● **What to work on**: Every record has to be written out exactly, with no line missing.

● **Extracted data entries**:
= Beginning of Section =

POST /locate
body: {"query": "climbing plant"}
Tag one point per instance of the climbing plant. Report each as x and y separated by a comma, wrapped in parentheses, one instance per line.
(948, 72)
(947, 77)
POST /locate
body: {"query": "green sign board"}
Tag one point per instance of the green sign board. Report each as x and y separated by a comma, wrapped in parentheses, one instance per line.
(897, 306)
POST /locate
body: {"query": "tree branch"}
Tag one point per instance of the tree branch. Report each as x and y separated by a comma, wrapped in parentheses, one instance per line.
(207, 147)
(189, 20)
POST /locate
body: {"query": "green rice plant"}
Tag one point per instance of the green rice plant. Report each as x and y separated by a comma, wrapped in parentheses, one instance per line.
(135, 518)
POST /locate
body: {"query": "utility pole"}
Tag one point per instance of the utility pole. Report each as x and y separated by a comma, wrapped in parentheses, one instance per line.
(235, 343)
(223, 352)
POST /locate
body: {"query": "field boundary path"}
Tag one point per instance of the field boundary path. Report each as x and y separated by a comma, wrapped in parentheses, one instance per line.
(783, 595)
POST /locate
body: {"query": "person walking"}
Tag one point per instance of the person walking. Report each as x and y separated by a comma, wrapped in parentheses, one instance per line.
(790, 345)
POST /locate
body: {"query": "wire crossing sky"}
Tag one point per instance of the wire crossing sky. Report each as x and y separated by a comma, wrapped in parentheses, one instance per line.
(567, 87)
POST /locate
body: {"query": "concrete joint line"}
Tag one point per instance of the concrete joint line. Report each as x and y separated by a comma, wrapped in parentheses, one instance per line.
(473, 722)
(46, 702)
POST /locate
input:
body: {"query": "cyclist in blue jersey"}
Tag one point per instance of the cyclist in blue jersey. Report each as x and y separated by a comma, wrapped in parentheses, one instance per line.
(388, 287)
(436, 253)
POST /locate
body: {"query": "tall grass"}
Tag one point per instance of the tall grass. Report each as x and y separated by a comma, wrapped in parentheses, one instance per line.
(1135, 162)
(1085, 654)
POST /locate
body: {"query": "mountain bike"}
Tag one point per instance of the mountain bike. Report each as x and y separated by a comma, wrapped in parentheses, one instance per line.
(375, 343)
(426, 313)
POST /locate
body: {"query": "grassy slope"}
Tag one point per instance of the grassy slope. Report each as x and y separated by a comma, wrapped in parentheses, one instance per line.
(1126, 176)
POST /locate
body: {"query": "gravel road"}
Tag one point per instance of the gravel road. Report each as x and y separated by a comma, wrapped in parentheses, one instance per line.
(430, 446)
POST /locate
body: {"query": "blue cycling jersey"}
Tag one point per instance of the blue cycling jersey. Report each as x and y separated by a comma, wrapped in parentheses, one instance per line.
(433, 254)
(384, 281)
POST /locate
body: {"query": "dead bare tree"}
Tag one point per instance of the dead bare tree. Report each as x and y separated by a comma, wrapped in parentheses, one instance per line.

= End of Section =

● **Answer space**:
POST /locate
body: {"query": "climbing plant"}
Tag one point per instance of the climbing plant. Report each as x and y separated by a comma, wrapped in parentheses, one instance per line.
(948, 72)
(947, 77)
POST /locate
body: {"query": "green sign board"}
Tag one point per instance of the green sign board. Report each as x and y separated by a comma, wrapped in parentheses, one instance per line.
(897, 306)
POST /locate
body: {"query": "tree branch"}
Tag one point per instance of the tree branch. Report each as x and y separated by a comma, wrapped in parentheses, one instance per line.
(207, 147)
(189, 20)
POST /locate
body: {"query": "green rice plant"}
Tag one point per instance of the green rice plant. Report each as x and y separated by a comma, wrapped in parentheses, one instance per line.
(135, 518)
POST /locate
body: {"query": "utility pole"}
Tag one point per instance of the utility pole. Report each as x and y separated by a comma, wrapped in parentheses, one instance per line.
(235, 343)
(223, 352)
POST /locate
body: {"query": "field boundary path"}
Tag one point per instance of the field boundary path. Report each as x and y separated by a comma, wrapped in parentheses, one instance per line.
(783, 595)
POST /locate
body: {"query": "person walking"}
Tag one point per instance of the person walking. Report each as x and y separated by a comma, wrapped in parentheses, one instance per line.
(790, 345)
POST /locate
body: {"query": "wire crossing sky"}
Tag one point per instance of the wire crossing sky. Report each as x and y separated by a comma, wrapped in parentheses, one instance per line.
(567, 87)
POST /locate
body: {"query": "concrete joint line"}
Tag one point per instance of the concrete joint line. Report each as x and y separated by a comma, wrapped in parentheses, one instance per line.
(473, 722)
(46, 702)
POST /locate
input:
body: {"query": "cyclist in blue jersey"}
Tag one point per instance of the cyclist in blue jersey. Report each as x and y separated by a comma, wrapped in parentheses, one instance per line.
(388, 287)
(436, 253)
POST /locate
body: {"query": "tall grass"}
Tag one point per instance of the tall grass. Report each as x and y separated by a comma, wrapped in parentheses, one instance per line.
(1135, 162)
(1085, 654)
POST /locate
body: {"query": "mountain bike"}
Tag one point per instance of the mountain bike. Report each as x and y separated by a comma, wrapped in parentheses, one instance per line.
(375, 343)
(426, 313)
POST /locate
body: {"query": "grassy slope"}
Tag one point per instance of the grassy slope. Report each as x and y separated by a comma, wrapped in parentheses, one instance per line.
(1126, 176)
POST /locate
body: {"query": "gravel road"}
Tag one point per instance of the gravel road. Report each as x and y separated by a comma, wrapped in parentheses, one instance per line.
(430, 446)
POST /locate
body: {"query": "blue cycling jersey"}
Tag one point per instance of the blue cycling jersey. Report each as x and y separated by a comma, wrapped in parentheses, one instance per line.
(433, 254)
(384, 281)
POST /locate
body: {"query": "dead bare tree"}
Tag one point per instance of the dead bare tree. Report each as x and y separated by a comma, wrapped in parentheses, one instance per line.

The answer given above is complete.